-- begin SOURCE EXCERPT --

# Help with Humidity



## Orchidnut57 (Jan 3, 2011)

does any one have any experience with 'evaporative-pad humidifiers'?
My indoor 10x12 plant room hoovers at 45 % even with grid bottom trays and daily misting. Night temps 58 and day time temps low 70s with florescents and fans. Are these machines worth the expense or do you have any other ideas. I have new wooden floors and fresh wall paint so cool/warm mist humidifiers are a neg
thanks


----------



## goldenrose (Jan 3, 2011)

:clap: Welcome Orchidnut57!
I use to have evaporative pad type humidifiers, I just recently bought ultrasonic cool mist. Why are cool mist a neg?
I found the evaporative pad to be higher maintanence, the cost of the filters/pads are extra, then cleaning them (weekly is recommended) & they're noisy & drafty. The good is, the tanks are usually bigger, which means you don't have to refill as often.
I bought the first ultrasonic, went back & bought a 2nd one the next day for the bedroom! I have a GH so humidity in there is no problem, when plants are in bloom I have a display area in the house & there is where the lower humidity for us as well as plants was a problem. Only if the mist was directly on the plants did any moisture accumulate. If you have good air circulation there should be no problem. It's as quiet as a mouse, there are no pads/filters to maintain. Your water quality will have an effect on the need for adding water additives & cleaning on either type
How high do you want the humidity to be? Chances are anything over 50%, in time, is going to have an effect on paint & wood floors.


----------



## Ernie (Jan 3, 2011)

Humidity will almost invariably have negative effects on your home. Doesn't matter if it comes from an evap pad, warm mist, or cool mist. Humidity is humidity. 45-55% humidity in the house is actually pretty good especially in winter. Sometimes, instead of fight with it, you just have to figure out what grows best with what you can provide. If you have some mounted stuff or whatever, design a special area for them. 

I'd also recommend some sort of filter for that room- either a HEPA filter or an ionic filter to reduce the mold and mildew in the air. This will help keep you and your house healthier.


----------



## NYEric (Jan 3, 2011)

Dont worry about paint and wooden floors, the plants are more improtant!


----------



## Rick (Jan 3, 2011)

We use the consol type evaporative pad humidifiers in our 8X10 ft test rooms at work.

We upgraded over the course of time from multiple small systems you can get at a drugstore to the bigger roll around units we got from WW Grainger (I've seen them for a bit more $ at Home Depot or Lowes).


We push for 70% or greater in our test rooms for stability of temperature reasons.

As Ernie said, at those high humidity levels you will grow mold/algae where you don't generally want it. We repainted using mold inhibiting paints. Plastic coated wire shelving, tile on concrete flooring. The drop ceiling tiles don't seem to be having any problems.

-- end SOURCE EXCERPT --

▶ PROMPT 1
In the humidity thread, what humidity level does Rick's workplace aim for in its test rooms?

-- begin GIVEN RECORDS --

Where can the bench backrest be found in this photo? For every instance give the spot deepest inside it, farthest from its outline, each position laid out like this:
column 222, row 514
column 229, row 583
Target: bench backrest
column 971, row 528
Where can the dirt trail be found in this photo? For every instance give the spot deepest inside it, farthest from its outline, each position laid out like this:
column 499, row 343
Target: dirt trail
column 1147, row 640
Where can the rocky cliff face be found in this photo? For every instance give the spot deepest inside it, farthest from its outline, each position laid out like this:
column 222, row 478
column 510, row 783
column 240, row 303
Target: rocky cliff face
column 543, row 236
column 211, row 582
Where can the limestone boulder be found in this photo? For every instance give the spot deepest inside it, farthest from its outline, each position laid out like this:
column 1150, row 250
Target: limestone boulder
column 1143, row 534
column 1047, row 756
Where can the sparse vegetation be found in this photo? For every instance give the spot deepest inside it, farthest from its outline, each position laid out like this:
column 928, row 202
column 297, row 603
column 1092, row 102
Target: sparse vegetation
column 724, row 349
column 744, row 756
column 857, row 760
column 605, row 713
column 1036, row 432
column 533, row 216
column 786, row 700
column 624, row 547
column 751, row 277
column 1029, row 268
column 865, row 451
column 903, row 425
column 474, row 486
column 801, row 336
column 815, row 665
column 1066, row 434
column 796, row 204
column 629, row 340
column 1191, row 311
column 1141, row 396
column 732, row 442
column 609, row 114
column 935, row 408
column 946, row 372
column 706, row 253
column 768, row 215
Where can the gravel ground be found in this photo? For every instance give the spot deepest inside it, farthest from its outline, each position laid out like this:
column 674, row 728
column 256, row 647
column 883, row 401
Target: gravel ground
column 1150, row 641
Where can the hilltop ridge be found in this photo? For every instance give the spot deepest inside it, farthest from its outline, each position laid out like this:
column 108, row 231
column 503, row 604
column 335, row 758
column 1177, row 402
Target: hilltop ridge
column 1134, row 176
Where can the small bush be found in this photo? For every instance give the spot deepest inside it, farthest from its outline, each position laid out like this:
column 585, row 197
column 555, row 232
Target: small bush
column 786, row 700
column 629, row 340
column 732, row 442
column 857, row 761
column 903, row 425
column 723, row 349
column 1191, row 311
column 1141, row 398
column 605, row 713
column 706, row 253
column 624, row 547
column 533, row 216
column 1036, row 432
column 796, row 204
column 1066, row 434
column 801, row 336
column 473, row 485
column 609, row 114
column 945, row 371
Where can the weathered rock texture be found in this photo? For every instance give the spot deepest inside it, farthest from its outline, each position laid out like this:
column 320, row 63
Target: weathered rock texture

-- end GIVEN RECORDS --

▶ PROMPT 2
Reproduce the records verbatim, starting with the line that contains "Where can the weathered" and going on through the end of the records.

▶ CORRECT RESPONSE 1
70% or greater.

▶ CORRECT RESPONSE 2
Where can the weathered rock texture be found in this photo? For every instance give the spot deepest inside it, farthest from its outline, each position laid out like this:
column 320, row 63
Target: weathered rock texture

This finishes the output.